WHAT YOU WILL DO:
- a) Retype the Bubble interview word for word, beginning at the words "I started as" and stopping after "take faster growth.".
- b) Write what comes next in the Bubble interview, picking up right after its final sentence.
-------- EXCERPT PROVIDED --------
Tell us more about your background, and take us through the journey from the idea of Bubble to now.

I’m originally from France, though left the country 14 years ago. Did a lot of math in college in France, and had my fair time of coding as a teenager, but never thought i would be in tech

I started as a consultant in China before moving to the US for biz school, and that’s then that I rediscovered my interest in tech/software, leading me to meet Josh after school and partnering with him on Bubble. It was his idea initially, and I joined him a few weeks in.

Hey Emmanuel – Since Bubble didn’t raise it’s $6mm seed until 7 years after being founded, why did you finally decide to raise capital? Were you being hunted by VC’s?

The real question is more: why didn’t we raise earlier?… We felt the product development cycle was a bit too slow at first to have the user engagement metrics that VCs would expect. Early 2019 we felt things were different as the product was now in a place that would take faster growth.

We weren’t really hunted down by VCs early 2019, as no-code wasn’t really hot then… But now its quite different, I do get a lot of requests for coffees and catchup… Oh well…

Bubble is so open-ended that very few apps look the same, and it’s sometime hard to make categories. Overall though, I’d say 75% are customer-facing web apps, 25% internal tools.

And among the public facing web apps, it’s roughly one third marketplace of some kind, one third social networks of some kind (connecting people) and one third workflow automation/productivity tool on a SaaS basis.

Hey Emmanuel - I’m a big fan of no-code, have built, launched and tested a variety of projects and features with various tools in the past year or so. There’s definitely a lot of hardcore no-code fans who argue it will replace a fair chunk of projects created with code. Where do you see the future of no-code going?
-------- INFORMATION SHOWN --------
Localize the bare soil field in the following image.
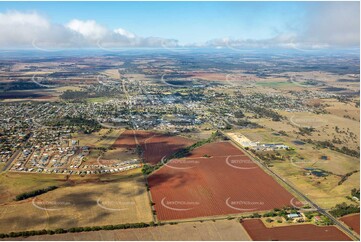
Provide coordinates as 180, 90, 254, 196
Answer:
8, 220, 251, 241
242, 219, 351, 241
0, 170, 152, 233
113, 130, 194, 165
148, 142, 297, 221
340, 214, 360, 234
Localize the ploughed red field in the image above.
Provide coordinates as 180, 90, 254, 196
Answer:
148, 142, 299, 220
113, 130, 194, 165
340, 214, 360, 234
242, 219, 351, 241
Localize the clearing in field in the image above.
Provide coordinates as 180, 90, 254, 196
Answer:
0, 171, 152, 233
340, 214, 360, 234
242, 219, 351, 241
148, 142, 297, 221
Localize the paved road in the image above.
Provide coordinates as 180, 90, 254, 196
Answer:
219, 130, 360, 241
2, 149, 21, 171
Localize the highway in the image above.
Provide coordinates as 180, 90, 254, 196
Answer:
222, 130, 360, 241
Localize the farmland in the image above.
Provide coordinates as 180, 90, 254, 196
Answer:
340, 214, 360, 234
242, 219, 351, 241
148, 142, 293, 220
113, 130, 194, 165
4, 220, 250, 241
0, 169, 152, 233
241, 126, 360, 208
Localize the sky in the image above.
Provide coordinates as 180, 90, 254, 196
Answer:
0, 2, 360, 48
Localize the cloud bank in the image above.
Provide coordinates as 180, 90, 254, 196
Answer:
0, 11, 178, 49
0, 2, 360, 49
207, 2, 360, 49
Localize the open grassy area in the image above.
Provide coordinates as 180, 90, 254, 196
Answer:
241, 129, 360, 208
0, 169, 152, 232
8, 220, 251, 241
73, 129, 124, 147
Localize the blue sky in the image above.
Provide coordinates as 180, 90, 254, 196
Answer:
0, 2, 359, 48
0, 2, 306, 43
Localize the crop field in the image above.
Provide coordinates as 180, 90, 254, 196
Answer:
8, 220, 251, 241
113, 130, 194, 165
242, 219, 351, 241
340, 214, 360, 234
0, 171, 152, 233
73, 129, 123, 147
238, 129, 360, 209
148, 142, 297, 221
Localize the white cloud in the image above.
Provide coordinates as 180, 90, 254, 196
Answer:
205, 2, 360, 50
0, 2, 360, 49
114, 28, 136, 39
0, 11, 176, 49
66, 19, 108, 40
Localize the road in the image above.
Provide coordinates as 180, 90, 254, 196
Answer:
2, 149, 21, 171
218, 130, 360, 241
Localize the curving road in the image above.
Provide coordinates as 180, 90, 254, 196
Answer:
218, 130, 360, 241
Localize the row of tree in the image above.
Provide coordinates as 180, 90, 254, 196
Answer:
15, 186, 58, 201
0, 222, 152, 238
--------
-------- INFORMATION SHOWN --------
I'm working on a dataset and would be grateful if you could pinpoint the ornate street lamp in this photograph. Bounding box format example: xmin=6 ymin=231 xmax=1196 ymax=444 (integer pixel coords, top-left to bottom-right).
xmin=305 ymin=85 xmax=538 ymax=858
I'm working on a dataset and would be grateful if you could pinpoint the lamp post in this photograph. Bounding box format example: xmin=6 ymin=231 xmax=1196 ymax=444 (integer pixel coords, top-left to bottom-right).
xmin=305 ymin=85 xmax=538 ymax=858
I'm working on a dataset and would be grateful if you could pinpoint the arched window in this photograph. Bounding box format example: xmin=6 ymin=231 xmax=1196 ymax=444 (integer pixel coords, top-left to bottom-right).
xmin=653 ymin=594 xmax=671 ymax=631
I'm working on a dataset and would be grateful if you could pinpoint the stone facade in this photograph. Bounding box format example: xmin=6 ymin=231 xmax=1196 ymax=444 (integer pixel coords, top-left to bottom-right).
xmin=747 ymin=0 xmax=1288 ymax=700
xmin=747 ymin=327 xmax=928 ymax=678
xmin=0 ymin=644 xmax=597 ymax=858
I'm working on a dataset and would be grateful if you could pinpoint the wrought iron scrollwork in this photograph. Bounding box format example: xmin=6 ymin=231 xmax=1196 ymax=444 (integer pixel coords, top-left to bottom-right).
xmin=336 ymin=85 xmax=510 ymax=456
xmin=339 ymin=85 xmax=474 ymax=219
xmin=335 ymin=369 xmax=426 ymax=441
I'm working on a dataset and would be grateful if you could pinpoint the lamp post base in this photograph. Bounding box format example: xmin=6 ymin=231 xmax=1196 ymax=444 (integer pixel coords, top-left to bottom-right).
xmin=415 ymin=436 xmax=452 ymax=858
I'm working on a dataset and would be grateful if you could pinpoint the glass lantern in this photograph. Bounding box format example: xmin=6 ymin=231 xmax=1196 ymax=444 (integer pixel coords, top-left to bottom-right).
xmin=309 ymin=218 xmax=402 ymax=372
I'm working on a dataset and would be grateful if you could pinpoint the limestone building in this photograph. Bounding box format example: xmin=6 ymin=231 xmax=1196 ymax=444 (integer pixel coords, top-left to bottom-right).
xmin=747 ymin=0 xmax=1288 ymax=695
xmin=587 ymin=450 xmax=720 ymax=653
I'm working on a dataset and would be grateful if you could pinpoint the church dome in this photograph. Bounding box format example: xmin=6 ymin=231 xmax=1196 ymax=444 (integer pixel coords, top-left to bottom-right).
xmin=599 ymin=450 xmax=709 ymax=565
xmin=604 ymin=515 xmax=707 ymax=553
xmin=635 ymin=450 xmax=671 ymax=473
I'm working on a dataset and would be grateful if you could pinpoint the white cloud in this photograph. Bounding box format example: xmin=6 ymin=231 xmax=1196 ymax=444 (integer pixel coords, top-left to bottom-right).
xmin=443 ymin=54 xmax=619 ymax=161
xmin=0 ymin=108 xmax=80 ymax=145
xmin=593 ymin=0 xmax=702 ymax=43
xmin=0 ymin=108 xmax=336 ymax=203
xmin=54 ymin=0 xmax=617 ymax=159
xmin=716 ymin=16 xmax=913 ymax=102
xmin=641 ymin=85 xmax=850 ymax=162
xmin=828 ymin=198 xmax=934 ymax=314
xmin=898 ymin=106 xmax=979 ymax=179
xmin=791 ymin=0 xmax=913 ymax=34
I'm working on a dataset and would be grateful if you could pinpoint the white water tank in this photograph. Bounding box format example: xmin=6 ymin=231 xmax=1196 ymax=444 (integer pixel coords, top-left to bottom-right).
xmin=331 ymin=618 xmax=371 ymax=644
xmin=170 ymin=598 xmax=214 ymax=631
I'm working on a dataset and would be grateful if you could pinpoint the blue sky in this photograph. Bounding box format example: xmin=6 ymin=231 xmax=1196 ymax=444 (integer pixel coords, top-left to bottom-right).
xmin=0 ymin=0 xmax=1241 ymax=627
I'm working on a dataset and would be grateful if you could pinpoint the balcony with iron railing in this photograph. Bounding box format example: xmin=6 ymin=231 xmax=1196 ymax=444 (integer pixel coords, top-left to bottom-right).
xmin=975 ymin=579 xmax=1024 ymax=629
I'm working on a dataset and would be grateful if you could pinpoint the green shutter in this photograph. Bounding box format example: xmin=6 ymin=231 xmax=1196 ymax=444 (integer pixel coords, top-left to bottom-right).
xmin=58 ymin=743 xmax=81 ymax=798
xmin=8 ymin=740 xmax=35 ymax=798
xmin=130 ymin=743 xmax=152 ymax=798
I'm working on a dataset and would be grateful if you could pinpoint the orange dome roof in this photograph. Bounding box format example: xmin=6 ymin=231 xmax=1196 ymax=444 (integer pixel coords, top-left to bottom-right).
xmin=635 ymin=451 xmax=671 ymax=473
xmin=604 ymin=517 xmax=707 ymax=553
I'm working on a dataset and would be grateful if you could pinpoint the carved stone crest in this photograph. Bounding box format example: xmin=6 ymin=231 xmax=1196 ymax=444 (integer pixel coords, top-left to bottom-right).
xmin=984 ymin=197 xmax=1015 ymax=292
--------
-------- INFORMATION SHOWN --------
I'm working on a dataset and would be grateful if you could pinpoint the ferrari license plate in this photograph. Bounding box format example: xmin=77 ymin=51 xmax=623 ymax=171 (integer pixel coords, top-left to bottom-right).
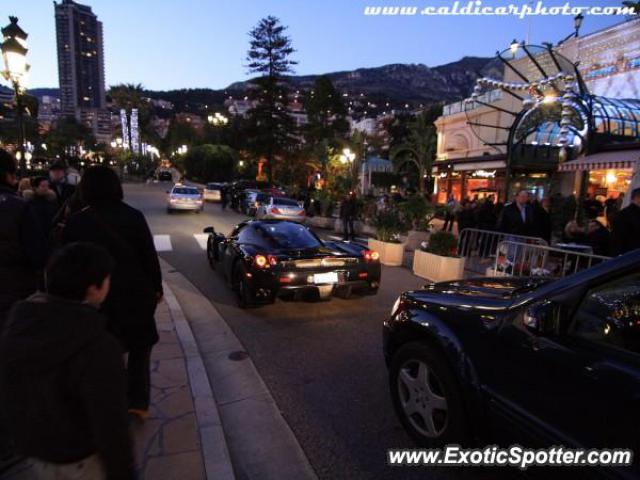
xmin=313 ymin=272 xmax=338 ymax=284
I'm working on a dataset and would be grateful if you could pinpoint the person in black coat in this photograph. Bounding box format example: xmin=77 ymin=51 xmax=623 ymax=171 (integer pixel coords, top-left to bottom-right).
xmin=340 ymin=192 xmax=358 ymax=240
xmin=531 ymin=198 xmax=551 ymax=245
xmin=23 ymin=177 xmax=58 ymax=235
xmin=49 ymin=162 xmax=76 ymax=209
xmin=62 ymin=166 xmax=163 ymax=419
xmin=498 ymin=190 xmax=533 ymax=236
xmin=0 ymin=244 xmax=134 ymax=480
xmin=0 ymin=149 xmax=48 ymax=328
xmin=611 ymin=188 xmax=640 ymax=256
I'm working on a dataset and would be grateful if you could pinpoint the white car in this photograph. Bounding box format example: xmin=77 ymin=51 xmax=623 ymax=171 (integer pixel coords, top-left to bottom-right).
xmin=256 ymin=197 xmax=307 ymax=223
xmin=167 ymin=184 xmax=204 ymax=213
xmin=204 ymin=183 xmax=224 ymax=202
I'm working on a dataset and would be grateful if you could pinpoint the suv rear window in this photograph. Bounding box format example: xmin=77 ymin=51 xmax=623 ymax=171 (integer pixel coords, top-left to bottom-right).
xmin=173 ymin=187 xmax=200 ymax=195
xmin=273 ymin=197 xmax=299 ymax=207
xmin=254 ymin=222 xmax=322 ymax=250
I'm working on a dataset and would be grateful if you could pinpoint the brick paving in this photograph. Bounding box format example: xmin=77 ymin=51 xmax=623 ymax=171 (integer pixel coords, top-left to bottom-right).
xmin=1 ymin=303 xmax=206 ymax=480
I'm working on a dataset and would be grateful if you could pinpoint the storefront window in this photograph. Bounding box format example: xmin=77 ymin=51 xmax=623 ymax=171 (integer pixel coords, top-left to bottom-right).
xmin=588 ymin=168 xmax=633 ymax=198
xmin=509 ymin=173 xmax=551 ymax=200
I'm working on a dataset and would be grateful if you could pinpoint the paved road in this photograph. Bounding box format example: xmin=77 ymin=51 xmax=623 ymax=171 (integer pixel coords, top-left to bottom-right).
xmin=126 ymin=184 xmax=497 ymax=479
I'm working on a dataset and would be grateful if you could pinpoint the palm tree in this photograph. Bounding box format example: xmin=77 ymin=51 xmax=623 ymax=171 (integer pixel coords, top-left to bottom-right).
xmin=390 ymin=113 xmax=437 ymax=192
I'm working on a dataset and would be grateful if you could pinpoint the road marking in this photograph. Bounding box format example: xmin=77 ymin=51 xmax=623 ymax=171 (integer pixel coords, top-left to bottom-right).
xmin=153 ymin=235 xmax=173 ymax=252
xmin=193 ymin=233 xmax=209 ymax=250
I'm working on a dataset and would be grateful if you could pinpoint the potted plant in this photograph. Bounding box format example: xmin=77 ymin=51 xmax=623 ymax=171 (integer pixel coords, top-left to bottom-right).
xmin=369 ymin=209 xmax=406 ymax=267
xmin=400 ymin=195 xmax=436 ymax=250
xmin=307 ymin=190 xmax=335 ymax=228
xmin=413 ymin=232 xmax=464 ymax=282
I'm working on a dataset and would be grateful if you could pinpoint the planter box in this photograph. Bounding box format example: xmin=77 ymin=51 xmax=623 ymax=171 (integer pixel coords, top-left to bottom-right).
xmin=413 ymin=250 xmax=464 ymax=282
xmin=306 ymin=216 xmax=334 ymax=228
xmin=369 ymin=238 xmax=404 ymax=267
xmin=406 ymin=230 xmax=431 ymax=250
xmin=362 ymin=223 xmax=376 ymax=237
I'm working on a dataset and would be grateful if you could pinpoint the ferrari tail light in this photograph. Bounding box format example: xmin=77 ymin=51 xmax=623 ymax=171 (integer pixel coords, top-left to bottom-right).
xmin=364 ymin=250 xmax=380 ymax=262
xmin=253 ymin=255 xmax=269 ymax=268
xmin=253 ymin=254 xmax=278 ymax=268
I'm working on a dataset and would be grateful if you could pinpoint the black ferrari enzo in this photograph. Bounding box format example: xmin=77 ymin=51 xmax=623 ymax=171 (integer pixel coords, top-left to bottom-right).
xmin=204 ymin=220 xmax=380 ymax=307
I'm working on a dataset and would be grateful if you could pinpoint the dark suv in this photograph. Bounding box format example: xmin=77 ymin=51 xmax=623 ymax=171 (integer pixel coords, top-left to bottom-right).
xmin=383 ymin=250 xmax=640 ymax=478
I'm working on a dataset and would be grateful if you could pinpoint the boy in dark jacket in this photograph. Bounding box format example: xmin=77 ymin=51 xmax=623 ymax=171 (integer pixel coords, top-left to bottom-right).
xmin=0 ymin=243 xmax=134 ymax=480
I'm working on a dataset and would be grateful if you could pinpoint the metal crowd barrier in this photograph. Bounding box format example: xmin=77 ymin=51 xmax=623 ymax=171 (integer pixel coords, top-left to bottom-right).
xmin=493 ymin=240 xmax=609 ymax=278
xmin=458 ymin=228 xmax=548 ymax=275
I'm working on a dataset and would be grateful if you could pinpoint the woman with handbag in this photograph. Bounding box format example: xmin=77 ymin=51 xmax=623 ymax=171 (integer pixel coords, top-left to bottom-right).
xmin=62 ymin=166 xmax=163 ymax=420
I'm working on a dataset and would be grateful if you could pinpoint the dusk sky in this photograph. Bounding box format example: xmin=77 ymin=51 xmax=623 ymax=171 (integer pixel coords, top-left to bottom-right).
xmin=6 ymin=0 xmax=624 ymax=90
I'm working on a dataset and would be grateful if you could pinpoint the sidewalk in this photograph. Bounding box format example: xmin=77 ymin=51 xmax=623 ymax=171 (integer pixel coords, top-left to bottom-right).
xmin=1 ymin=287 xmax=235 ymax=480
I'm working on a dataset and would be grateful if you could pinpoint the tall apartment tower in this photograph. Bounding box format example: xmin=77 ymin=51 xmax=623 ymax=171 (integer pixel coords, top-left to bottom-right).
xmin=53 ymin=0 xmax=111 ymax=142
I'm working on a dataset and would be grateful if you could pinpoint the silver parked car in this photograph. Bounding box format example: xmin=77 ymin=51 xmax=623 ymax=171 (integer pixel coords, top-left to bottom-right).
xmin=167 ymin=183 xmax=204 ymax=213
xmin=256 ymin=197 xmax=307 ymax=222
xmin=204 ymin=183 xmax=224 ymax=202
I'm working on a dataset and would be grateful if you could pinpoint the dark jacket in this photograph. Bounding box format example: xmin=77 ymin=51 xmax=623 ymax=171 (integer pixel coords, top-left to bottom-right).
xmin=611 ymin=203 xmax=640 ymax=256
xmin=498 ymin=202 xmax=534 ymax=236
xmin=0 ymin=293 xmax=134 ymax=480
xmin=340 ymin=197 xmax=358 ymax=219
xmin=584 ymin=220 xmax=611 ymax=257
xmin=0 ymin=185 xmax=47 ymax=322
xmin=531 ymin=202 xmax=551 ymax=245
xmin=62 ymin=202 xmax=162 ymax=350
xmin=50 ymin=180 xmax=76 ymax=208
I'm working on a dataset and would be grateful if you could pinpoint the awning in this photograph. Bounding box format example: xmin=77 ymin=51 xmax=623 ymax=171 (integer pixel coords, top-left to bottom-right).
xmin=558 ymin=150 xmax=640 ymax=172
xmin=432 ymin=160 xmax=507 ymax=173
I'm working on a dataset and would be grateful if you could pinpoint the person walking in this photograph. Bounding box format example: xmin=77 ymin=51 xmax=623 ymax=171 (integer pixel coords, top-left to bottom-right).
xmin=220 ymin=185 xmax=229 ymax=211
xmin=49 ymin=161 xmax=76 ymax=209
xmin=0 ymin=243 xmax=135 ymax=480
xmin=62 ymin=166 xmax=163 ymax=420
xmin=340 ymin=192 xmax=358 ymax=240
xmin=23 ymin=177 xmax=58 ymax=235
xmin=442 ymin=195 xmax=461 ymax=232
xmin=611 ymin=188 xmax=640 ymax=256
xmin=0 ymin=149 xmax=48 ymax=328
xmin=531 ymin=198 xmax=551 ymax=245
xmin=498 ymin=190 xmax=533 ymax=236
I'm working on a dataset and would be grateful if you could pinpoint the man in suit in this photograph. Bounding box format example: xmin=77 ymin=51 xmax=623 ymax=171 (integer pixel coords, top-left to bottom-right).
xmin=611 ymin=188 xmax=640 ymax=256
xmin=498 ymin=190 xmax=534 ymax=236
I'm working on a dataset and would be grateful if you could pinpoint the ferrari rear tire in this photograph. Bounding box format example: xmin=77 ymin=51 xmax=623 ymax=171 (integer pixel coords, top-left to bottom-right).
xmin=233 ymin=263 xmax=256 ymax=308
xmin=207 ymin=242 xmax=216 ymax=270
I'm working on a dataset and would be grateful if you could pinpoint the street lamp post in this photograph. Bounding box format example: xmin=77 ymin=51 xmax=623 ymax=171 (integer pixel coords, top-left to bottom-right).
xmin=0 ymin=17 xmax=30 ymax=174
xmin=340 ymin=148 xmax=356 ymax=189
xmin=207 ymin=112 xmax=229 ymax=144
--------
RESULTS OF THE TASKS:
- a)
I started as a consultant in China before moving to the US for biz school, and that’s then that I rediscovered my interest in tech/software, leading me to meet Josh after school and partnering with him on Bubble. It was his idea initially, and I joined him a few weeks in.

Hey Emmanuel – Since Bubble didn’t raise it’s $6mm seed until 7 years after being founded, why did you finally decide to raise capital? Were you being hunted by VC’s?

The real question is more: why didn’t we raise earlier?… We felt the product development cycle was a bit too slow at first to have the user engagement metrics that VCs would expect. Early 2019 we felt things were different as the product was now in a place that would take faster growth.

- b)
I think (and my goal is) that in 5 years, no-code isn’t a thing any more, and instead is just the way people build things, and we get to code only when it’s absolutely necessary (similarly to today, only a few people use assembly language, most of the time you don’t need it)

So hopefully in 5 years people won’t know about no-code but they’ll use Bubble!

Hey Emmanuel, thank you so much for being here! Can you tell us more about your third party integrations strategy at Bubble? How do you attract and retain developers to extend your ecosystem? What’s the business model and payoff? (https://bubble.io/plugins). From what I’ve seen there are entire ecosystems and full time buisinesses being built on top of other no-code apps like Zapier, Airtable, and Webflow.

Our approach is to be as opened as possible with third party. Anyone can add APIs, elements and actions with code. Being very integrated in the stack is key to our strategy (probably more than other tools in the no-code space right now). it’s our way to make sure people aren’t limited by Bubble’s feature set.

We don’t approve free plugins, but commercial plugins go through a submission process. Plugin authors can choose the business they like, a subscription-based model, a one-time fee for perpetual license (these are app-based). and we take a 25% cut.

Don’t see Co-CEO title very often. Would love to know the backstory, how you determined this was best for the business, and tactically how you and your Co-CEO split responsibilities?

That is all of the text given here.